[RAW DATA Boundary: Start]

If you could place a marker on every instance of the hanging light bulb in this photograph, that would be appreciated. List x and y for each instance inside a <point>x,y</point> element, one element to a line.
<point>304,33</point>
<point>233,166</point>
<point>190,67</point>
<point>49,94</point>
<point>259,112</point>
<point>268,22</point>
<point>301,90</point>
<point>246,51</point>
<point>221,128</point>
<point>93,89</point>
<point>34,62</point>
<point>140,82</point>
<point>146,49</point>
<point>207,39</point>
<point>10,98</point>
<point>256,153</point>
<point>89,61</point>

[RAW DATA Boundary: End]

■ YOUR ASSIGNMENT
Each line in the records above must be returned exactly as it stands.

■ RESPONSE AREA
If you could place a marker on every instance of the hanging light bulb in this photograph, that would be appreciated. List x and y for each instance inside a <point>x,y</point> element, one element to a line.
<point>304,33</point>
<point>233,166</point>
<point>190,67</point>
<point>49,94</point>
<point>259,112</point>
<point>268,22</point>
<point>301,90</point>
<point>246,51</point>
<point>221,128</point>
<point>93,89</point>
<point>34,62</point>
<point>140,82</point>
<point>146,49</point>
<point>207,39</point>
<point>10,98</point>
<point>256,153</point>
<point>89,61</point>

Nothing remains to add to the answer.